(Beginning of Document passage)

Teenagers get crash course in road safety

 

Early Drive gives young people a chance to learn about road safety in a dynamic environment, writes Caroline Madden

IT'S A grey, drizzly day at Mondello Park, but despite the wet track and the fact that there are three people crammed into the car watching his every move, Aaron Behan's lap is cool, calm and collected. It's an impressive performance for his first time ever behind the wheel.

Together with 14 of his transition year classmates from Collinstown Park Community College in Clondalkin, Behan is taking part in Mondello's Early Drive programme. Okay, so they may be driving dual-control Micras instead of racing cars, and they aren't allowed take the racing line on corners or get up much speed, but none of that really matters - they got off school to go and drive at Mondello Motor Racing School. For a 15 year old, life doesn't get much sweeter.

"This is the highlight of the year for them," says their teacher Walter Doolin. He teaches a road safety module and uses the Mondello trip each year as a very effective carrot to ensure good behaviour - only the best-behaved students make the cut.

In the past, most people's first experience of driving involved stalling and bunny-hopping their way around an industrial park or deserted car park being shouted at by a frazzled relative. Early Drive couldn't be more different.

For starters, you'd be hard pressed to find a safer training ground for rookie drivers than Mondello. No oncoming traffic; no major junctions; no traffic lights; no pedestrians; no hills. Just a wide expanse of tarmac. Each student gets a driving lesson with an experienced (and infinitely patient) Irish School of Motoring instructor. As well as imparting the basics, the instructor also teaches them to negotiate bends safely and the importance of controlled driving.

(End of Document passage)
(Beginning of Provided records)

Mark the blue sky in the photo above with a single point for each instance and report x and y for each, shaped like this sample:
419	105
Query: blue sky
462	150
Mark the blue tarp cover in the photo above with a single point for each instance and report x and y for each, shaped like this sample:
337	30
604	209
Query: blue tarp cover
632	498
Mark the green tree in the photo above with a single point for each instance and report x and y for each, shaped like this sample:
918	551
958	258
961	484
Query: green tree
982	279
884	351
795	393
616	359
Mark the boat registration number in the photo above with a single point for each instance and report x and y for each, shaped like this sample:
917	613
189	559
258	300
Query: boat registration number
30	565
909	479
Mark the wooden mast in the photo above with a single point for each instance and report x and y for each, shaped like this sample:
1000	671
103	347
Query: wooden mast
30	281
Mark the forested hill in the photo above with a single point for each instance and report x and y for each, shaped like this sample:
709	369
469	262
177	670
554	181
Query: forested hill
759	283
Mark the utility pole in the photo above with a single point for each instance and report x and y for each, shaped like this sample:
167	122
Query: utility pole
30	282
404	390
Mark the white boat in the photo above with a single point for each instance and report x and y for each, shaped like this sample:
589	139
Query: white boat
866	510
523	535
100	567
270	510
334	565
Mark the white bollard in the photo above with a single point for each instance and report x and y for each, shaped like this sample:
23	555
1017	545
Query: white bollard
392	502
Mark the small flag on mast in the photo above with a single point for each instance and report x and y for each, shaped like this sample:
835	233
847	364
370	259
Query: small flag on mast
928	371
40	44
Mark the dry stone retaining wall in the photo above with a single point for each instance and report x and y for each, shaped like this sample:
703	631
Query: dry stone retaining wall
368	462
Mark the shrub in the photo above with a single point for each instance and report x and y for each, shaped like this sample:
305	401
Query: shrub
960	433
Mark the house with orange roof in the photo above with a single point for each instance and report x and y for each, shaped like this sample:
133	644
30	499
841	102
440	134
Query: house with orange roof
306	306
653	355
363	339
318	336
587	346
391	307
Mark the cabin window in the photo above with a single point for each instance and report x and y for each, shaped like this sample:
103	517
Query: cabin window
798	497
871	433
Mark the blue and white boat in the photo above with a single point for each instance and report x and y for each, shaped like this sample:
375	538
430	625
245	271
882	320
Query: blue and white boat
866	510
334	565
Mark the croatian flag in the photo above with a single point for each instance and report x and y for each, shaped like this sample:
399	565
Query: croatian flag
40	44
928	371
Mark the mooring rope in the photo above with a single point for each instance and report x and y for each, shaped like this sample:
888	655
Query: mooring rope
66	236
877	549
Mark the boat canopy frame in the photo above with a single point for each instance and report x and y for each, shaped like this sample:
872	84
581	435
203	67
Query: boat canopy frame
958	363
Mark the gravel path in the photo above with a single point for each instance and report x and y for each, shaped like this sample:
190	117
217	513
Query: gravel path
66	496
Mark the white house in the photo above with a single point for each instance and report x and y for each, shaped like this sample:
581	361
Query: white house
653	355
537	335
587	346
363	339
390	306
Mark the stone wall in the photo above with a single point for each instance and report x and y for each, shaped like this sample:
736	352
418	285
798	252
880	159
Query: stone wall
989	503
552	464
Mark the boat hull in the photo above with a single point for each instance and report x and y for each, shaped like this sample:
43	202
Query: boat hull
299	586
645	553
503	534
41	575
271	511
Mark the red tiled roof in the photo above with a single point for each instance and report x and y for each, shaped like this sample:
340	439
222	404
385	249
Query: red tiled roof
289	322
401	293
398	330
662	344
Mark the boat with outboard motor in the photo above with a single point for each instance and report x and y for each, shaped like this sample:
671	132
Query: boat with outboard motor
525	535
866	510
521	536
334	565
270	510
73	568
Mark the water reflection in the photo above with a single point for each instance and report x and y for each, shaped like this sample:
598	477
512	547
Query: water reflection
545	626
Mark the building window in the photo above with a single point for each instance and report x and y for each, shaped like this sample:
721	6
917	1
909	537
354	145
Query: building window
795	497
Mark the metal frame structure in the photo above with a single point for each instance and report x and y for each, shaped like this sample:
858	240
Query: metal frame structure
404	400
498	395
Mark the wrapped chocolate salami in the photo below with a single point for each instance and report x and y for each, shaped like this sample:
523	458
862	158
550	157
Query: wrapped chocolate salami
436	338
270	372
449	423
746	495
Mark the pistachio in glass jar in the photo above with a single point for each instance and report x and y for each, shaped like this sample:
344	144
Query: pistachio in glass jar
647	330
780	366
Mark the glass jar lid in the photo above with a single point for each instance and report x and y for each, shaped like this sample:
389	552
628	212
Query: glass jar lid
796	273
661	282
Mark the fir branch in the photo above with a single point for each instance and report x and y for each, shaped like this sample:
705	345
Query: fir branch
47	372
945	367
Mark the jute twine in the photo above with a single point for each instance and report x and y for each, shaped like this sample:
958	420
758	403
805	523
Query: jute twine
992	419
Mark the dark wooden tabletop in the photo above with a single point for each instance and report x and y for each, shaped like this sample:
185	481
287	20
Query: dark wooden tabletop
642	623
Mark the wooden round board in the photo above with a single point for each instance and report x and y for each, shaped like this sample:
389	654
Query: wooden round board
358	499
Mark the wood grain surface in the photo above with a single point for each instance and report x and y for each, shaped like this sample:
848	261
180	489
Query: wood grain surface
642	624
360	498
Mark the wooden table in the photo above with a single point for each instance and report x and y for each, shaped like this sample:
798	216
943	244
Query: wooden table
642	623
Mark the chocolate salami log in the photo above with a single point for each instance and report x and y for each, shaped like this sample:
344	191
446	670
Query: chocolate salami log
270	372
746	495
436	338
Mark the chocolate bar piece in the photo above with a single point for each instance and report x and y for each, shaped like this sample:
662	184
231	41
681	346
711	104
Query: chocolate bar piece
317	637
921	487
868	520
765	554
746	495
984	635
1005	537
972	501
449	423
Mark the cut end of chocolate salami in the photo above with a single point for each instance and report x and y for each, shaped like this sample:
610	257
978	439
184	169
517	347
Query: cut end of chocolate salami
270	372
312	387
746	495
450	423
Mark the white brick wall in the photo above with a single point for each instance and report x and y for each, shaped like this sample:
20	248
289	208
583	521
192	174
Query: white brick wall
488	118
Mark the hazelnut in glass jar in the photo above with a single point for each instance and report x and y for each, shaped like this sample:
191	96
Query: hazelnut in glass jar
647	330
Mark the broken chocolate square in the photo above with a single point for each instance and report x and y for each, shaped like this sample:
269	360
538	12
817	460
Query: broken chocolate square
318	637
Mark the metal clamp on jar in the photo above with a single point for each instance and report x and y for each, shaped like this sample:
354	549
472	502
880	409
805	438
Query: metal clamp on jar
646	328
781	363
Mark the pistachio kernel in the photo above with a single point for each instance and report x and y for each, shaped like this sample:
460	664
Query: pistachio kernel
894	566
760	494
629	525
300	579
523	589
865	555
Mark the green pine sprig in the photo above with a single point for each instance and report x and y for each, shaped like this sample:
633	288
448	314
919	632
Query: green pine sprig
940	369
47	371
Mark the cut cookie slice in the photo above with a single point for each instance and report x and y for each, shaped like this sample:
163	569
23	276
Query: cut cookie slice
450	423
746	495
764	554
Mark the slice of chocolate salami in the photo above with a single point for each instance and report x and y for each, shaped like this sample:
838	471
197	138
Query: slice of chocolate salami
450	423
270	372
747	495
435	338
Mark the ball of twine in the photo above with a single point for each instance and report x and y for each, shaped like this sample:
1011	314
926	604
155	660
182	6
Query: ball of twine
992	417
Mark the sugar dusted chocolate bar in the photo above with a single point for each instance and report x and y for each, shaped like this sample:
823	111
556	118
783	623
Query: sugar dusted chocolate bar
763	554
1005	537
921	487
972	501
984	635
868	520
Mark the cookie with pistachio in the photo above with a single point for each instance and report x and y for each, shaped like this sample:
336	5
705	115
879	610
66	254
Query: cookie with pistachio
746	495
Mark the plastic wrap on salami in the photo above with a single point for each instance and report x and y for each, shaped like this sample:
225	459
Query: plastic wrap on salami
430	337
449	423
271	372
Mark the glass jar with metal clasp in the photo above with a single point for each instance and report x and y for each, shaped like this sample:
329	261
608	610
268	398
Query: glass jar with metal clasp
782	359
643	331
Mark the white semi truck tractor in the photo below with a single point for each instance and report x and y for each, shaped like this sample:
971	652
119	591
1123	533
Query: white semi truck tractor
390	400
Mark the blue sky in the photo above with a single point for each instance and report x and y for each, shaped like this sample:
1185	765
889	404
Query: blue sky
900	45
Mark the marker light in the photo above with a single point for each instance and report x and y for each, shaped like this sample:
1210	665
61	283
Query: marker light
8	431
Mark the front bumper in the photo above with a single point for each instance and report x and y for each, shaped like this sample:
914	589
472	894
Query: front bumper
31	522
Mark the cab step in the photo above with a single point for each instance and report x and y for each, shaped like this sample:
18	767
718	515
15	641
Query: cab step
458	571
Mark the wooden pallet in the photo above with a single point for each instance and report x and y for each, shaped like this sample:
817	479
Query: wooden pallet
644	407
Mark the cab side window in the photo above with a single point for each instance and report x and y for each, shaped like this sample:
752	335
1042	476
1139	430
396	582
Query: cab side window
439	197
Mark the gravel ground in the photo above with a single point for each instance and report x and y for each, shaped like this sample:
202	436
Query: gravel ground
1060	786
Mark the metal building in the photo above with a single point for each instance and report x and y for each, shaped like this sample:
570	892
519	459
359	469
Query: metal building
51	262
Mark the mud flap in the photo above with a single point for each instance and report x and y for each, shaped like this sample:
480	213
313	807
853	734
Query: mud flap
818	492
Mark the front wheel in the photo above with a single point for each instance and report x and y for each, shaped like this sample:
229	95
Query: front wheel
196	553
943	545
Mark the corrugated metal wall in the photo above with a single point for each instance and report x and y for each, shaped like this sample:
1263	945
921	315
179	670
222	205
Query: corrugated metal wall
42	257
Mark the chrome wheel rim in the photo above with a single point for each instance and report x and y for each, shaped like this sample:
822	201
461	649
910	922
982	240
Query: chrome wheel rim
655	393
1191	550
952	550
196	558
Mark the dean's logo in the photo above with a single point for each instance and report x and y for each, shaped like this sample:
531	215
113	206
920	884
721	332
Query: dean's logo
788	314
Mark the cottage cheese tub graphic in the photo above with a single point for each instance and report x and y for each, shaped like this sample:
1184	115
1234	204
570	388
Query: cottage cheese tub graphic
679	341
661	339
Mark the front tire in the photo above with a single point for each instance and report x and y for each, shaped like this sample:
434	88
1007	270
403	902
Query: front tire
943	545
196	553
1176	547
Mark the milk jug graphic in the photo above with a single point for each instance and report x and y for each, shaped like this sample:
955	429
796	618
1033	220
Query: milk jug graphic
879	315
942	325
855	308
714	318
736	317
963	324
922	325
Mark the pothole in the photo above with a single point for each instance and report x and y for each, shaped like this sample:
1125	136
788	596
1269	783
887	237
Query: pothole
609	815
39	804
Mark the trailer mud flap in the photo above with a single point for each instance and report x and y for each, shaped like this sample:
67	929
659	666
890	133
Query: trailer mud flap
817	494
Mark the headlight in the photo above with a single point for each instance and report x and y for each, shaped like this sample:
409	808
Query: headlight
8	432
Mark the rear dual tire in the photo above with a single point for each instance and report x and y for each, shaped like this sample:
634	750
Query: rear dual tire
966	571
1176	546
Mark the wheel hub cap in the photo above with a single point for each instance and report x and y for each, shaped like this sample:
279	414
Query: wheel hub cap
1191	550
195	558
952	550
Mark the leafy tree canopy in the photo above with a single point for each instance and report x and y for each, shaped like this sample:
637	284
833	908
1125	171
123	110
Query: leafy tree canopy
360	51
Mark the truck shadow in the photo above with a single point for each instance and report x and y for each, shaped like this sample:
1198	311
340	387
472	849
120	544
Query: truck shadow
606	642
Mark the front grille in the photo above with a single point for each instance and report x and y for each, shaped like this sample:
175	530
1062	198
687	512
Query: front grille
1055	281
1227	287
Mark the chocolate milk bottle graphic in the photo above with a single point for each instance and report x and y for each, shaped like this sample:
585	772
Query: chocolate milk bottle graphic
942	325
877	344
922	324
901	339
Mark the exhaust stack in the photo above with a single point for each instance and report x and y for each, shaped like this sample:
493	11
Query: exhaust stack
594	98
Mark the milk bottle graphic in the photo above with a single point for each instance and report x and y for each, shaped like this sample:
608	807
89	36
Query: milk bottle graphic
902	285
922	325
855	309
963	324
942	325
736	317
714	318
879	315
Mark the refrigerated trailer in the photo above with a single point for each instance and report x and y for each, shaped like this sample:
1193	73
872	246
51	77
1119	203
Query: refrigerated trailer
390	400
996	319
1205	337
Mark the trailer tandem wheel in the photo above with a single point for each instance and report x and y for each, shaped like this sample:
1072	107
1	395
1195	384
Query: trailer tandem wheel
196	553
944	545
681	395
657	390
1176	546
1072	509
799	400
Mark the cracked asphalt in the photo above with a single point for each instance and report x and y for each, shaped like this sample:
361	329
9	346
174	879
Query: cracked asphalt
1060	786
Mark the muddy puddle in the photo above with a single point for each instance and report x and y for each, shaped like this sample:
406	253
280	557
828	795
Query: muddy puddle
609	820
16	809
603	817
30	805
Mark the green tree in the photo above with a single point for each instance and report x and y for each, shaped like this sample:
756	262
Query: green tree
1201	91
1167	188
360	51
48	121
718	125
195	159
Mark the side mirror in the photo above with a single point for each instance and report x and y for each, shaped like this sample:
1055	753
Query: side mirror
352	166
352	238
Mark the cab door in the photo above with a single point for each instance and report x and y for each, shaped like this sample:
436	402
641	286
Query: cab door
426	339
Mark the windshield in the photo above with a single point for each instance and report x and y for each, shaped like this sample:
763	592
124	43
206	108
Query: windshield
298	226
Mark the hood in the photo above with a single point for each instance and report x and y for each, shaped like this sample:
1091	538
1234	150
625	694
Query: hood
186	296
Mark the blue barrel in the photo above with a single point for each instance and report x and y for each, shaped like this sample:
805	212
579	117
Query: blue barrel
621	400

(End of Provided records)

■ Complete the following ■
1 – Answer these questions about the Early Drive article:
(a) Which school do Aaron Behan and his classmates attend?
(b) What kind of cars do the students drive at Mondello?
(c) Which organization do the driving instructors come from?
2 – Write the next part of the Early Drive article, picking up right after its final sentence.
These items come from a different source than the text.

■ Responses to the exercise ■
1 –
(a) Collinstown Park Community College in Clondalkin
(b) Dual-control Micras
(c) The Irish School of Motoring

2 –
There is also a classroom segment to the course, during which the students watch and discuss a number of road safety videos. One issue addressed particularly well is the effect of drink and drugs on a person's driving ability, and the difficulty that accident and emergency staff can have in treating and operating on people who have been injured in a car accident while under the influence of drink or drugs. The classroom session ends with a moving video presentation from a mother who tragically lost two sons in separate road accidents.

Throughout the course, the students are well-behaved and attentive, absorbing everything, and the Mondello staff take a refreshingly uncondescending approach. Rather than talking down to them, they pepper their advice with relevant anecdotes about racing drivers, which ensures the rapt attention of the young car enthusiasts.

The only time any signs of pressure surface is in Mondello's Motorsport Museum. Trying to control a group of car-mad teenagers in a museum full of valuable racing cars is a bit like herding cats - not easy.

The students are warned several times not to touch the cars (while an anxious-looking instructor is heard muttering "these cars are worth millions"under his breath), but they're far more interested in snapping as many cars as possible on their mobiles than misbehaving.

Next it's on to the brake reaction simulator, which measures the time taken by each student to move their foot from accelerator to brake in an emergency. This brings out their competitive streaks, while teaching them about reaction times.

One of the tutors then gives a brake test demonstration, which shows the distance required to stop a car travelling at 50km/h when the brakes are suddenly applied to simulate an emergency stop.

After a heated debate, the students mark a point with a traffic cone to indicate where they predict the car will stop, and are suitably surprised when the car eventually came to a standstill a good 10 metres beyond that point.

The beauty of the programme is that, when someone from Mondello speaks, students listen. If their teacher tried to convey the same message they'd tune it out as just another lecture. "They learn without even realising it," Doolin says. The programme costs €70 per student, but some schools, such as Collinstown, subsidise this.Doolin worries that budget cuts will jeopardise this in the future.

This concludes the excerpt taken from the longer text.